» Exercise:
Each line below is to be repeated exactly; any picture is to be left out.

» Saved data entries:
┌──

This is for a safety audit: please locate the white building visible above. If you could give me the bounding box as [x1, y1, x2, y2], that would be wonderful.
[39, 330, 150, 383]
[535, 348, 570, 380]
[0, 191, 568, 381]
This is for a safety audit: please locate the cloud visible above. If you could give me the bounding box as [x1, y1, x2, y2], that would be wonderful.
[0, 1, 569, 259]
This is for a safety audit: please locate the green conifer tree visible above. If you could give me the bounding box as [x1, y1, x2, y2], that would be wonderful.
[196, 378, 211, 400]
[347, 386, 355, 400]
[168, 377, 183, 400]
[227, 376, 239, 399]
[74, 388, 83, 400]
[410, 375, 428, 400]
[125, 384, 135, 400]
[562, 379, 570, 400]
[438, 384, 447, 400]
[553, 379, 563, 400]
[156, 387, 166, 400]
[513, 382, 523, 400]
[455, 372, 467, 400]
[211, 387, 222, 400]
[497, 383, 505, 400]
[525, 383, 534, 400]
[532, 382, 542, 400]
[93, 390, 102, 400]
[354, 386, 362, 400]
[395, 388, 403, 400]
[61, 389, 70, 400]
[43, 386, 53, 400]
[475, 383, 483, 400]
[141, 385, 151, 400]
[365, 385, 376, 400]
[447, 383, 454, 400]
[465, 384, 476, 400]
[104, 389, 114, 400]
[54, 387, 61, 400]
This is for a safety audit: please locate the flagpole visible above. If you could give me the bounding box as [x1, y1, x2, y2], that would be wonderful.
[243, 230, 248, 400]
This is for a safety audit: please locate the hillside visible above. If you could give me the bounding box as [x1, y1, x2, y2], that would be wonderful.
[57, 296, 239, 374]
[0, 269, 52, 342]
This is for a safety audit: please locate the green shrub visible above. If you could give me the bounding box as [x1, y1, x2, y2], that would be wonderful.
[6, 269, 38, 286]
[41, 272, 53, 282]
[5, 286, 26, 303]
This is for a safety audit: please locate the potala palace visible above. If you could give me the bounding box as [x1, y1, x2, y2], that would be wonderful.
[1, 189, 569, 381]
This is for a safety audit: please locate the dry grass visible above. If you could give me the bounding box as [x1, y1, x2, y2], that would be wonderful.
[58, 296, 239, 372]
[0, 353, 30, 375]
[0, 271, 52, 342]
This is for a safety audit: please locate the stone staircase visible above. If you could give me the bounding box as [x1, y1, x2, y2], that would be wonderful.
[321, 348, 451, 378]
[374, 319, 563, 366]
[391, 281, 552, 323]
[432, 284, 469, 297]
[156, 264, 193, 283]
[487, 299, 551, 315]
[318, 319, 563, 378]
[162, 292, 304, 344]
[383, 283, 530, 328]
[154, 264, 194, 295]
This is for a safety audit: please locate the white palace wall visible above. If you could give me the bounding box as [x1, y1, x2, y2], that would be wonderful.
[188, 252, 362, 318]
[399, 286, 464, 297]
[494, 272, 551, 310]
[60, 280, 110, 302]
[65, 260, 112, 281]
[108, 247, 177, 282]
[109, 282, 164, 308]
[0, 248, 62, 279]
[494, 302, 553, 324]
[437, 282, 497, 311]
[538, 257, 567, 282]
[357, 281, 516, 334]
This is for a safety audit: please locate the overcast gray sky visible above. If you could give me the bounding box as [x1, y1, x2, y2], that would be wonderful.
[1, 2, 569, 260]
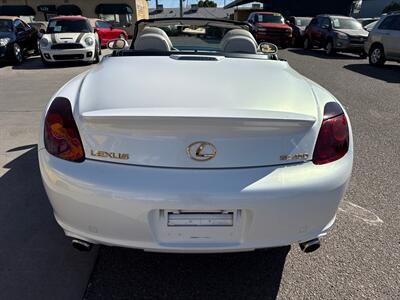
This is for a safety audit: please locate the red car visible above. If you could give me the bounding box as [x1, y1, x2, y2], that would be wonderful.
[247, 12, 292, 47]
[90, 18, 128, 47]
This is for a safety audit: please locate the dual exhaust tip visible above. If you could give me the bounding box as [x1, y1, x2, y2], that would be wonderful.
[71, 238, 321, 253]
[299, 238, 321, 253]
[71, 239, 92, 252]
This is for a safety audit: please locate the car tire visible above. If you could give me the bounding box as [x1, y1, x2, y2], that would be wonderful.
[303, 37, 311, 50]
[13, 43, 24, 64]
[40, 54, 51, 67]
[93, 47, 100, 64]
[33, 40, 40, 56]
[291, 36, 297, 48]
[325, 40, 335, 56]
[369, 44, 386, 67]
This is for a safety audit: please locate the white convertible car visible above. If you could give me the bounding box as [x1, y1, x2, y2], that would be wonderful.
[39, 18, 353, 254]
[39, 16, 100, 65]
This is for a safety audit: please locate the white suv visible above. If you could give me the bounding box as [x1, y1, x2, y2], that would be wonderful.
[365, 12, 400, 66]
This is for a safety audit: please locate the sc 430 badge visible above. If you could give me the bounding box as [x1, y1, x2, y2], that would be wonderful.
[280, 153, 309, 161]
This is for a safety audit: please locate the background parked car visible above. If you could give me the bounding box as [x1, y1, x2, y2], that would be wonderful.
[304, 15, 369, 57]
[39, 16, 101, 65]
[365, 11, 400, 66]
[247, 12, 292, 48]
[0, 16, 38, 64]
[286, 16, 312, 47]
[364, 20, 379, 32]
[90, 18, 128, 47]
[357, 17, 380, 27]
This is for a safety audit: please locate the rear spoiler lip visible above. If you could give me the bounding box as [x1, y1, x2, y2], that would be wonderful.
[81, 108, 316, 126]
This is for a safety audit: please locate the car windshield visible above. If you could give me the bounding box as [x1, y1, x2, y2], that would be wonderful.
[255, 14, 284, 24]
[332, 18, 362, 30]
[0, 19, 13, 32]
[295, 17, 312, 26]
[365, 20, 378, 31]
[47, 19, 91, 33]
[132, 19, 251, 52]
[96, 21, 111, 29]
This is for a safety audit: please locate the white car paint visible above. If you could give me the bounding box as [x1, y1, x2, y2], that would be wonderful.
[38, 54, 353, 253]
[39, 32, 99, 63]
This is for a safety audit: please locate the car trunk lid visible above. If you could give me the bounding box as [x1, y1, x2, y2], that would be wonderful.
[76, 56, 320, 168]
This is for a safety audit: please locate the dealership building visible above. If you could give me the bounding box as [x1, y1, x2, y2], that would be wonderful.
[0, 0, 148, 35]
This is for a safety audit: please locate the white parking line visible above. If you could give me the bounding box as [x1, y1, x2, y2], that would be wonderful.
[339, 201, 384, 226]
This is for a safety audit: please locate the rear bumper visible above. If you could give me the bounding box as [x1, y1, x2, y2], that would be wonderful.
[39, 150, 352, 253]
[40, 46, 96, 62]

└──

» Written solution:
This is for a safety audit: please locate the white building visible above. If you could give me the bounding box as [x1, y1, x2, y2], that would be wonderful.
[39, 330, 150, 383]
[535, 348, 570, 380]
[0, 191, 568, 381]
This is for a safety audit: please locate the cloud visible above. If you could give me the bounding box as [x1, y1, x2, y2], that would be wonderful.
[0, 1, 569, 259]
This is for a safety audit: please locate the green conifer tree visible above. If you could give me the bounding box as [x1, y1, x2, y2], that would be wonderful.
[196, 378, 211, 400]
[347, 386, 355, 400]
[168, 377, 183, 400]
[227, 376, 239, 399]
[74, 388, 83, 400]
[410, 375, 428, 400]
[125, 384, 135, 400]
[562, 379, 570, 400]
[438, 384, 447, 400]
[553, 379, 563, 400]
[156, 387, 166, 400]
[513, 382, 523, 400]
[455, 372, 467, 400]
[211, 387, 222, 400]
[497, 383, 505, 400]
[525, 383, 534, 400]
[532, 382, 542, 400]
[93, 390, 102, 400]
[354, 386, 362, 400]
[395, 388, 403, 400]
[61, 389, 70, 400]
[43, 386, 53, 400]
[475, 383, 483, 400]
[141, 385, 151, 400]
[365, 385, 376, 400]
[447, 383, 454, 400]
[465, 384, 476, 400]
[104, 389, 114, 400]
[54, 387, 61, 400]
This is for a safety audit: please locate the flagpole visible above. If you could give me the bounding box as [x1, y1, x2, y2], that would be wonderful.
[243, 230, 248, 400]
This is for a safety audit: please locate the hillside visible above. If you could give me the bounding box as [x1, y1, x2, y2], that would be wonderful.
[57, 296, 239, 374]
[0, 269, 52, 342]
This is for a safety audit: please locate the green shrub visible above. If you could give me the bounding box as [x1, y1, x2, y2], that would be wonderful.
[6, 269, 38, 286]
[41, 272, 53, 282]
[5, 286, 26, 303]
This is for a safety audit: please locate the potala palace visible above. If you could give me the bounding box as [x1, y1, x2, y2], that would be wonderful.
[1, 189, 569, 381]
This is for a safety audit: please locate the dry grass visible above. If you could give me the bounding box as [x1, y1, x2, y2], that would be wonderful.
[58, 296, 239, 372]
[0, 353, 30, 375]
[0, 271, 52, 342]
This is for a safety audit: please locate the stone staircase visible above. If you could give me the bounding box as [x1, y1, x2, y2], that would be wonderful.
[321, 348, 451, 378]
[374, 319, 563, 366]
[391, 281, 552, 323]
[432, 284, 469, 297]
[156, 264, 193, 283]
[487, 299, 551, 315]
[318, 319, 563, 378]
[162, 292, 304, 344]
[383, 283, 530, 328]
[154, 264, 194, 295]
This is for a safety audit: please locate the white palace wall visible above. If you could give me the bounding box as [x1, y1, x2, y2], that would be wonderful.
[188, 252, 362, 318]
[399, 286, 464, 297]
[494, 272, 551, 310]
[60, 280, 110, 302]
[65, 260, 112, 281]
[108, 247, 177, 282]
[109, 282, 164, 308]
[0, 248, 62, 279]
[494, 302, 553, 324]
[437, 282, 497, 311]
[538, 257, 567, 282]
[357, 281, 516, 334]
This is for a safety audit: please locate the overcast gray sky visible above. If you could give me the bounding box as [x1, y1, x2, y2], that would be wonderful.
[1, 2, 569, 260]
This is for a safety audit: please locate the red car visible above. If you could give me the bounding box as [x1, y1, x2, y2], that would be wonderful.
[247, 12, 292, 47]
[90, 18, 128, 47]
This is for a safety audit: please locate the dual exhaust tip visible above. If you could give me the bounding box as [x1, y1, x2, y2], that would be wonderful.
[71, 238, 321, 253]
[299, 238, 321, 253]
[71, 239, 92, 252]
This is for a safety audit: please locate the car tire visible above. If you could give me the bounding box as [x1, y1, x2, y2], that would be wonderful.
[303, 37, 311, 50]
[13, 43, 24, 64]
[40, 54, 51, 67]
[93, 47, 100, 64]
[33, 40, 40, 56]
[291, 36, 297, 48]
[325, 40, 335, 56]
[369, 44, 386, 67]
This is for a safety audit: please locate the white convertible car visible above. If you could give me the bounding box as [x1, y1, x2, y2], that would be wonderful.
[39, 18, 353, 254]
[39, 16, 100, 65]
This is for a safety audit: please locate the white suv visible above. If you could give me the bounding box as [x1, y1, x2, y2], that would be wonderful.
[365, 12, 400, 66]
This is for a safety audit: please locate the sc 430 badge visible above. If you could give me the bounding box as [x1, y1, x2, y2], that would be wonderful.
[280, 153, 309, 161]
This is for a safety audit: please locate the background parked car visible above. If you could give me the bounding box as [x1, y1, x2, y2], that would be wonderful.
[304, 15, 369, 57]
[39, 16, 101, 65]
[365, 11, 400, 66]
[247, 12, 292, 48]
[0, 16, 38, 64]
[286, 16, 312, 47]
[364, 20, 379, 32]
[90, 18, 128, 47]
[357, 17, 380, 27]
This is for a safety audit: please locate the rear spoiler lip visible above. If you could give me the bounding box as [x1, y1, x2, y2], that would be wonderful.
[81, 108, 316, 126]
This is for a safety audit: please locate the car windshield visible above. If you could give me the bounding box as [x1, y1, x2, y2], that would be wonderful.
[255, 14, 284, 24]
[332, 18, 362, 30]
[0, 19, 13, 32]
[295, 17, 312, 26]
[365, 20, 378, 31]
[47, 19, 91, 33]
[132, 19, 251, 52]
[96, 21, 111, 29]
This is for a safety audit: please locate the white car paint visible above. If you could give me the bounding box as [x1, y1, x2, y2], that would be wonderful.
[38, 54, 353, 253]
[39, 32, 99, 63]
This is for a safety audit: please locate the car trunk lid visible above. If you could give me the bounding box as [x1, y1, x2, y2], that would be wonderful.
[76, 56, 320, 168]
This is for a safety audit: please locate the dealership building visible above. If you could give me the bounding box as [x1, y1, x2, y2], that would be wonderful.
[0, 0, 148, 35]
This is for a safety audit: please locate the white parking line visible above. If you could give me the bounding box as [x1, y1, x2, y2], that would be wonderful.
[339, 201, 384, 226]
This is for a safety audit: please locate the rear bumper visible above. If you could give me the bounding box as [x1, y1, x2, y2], that would be wonderful.
[39, 150, 352, 253]
[40, 46, 96, 62]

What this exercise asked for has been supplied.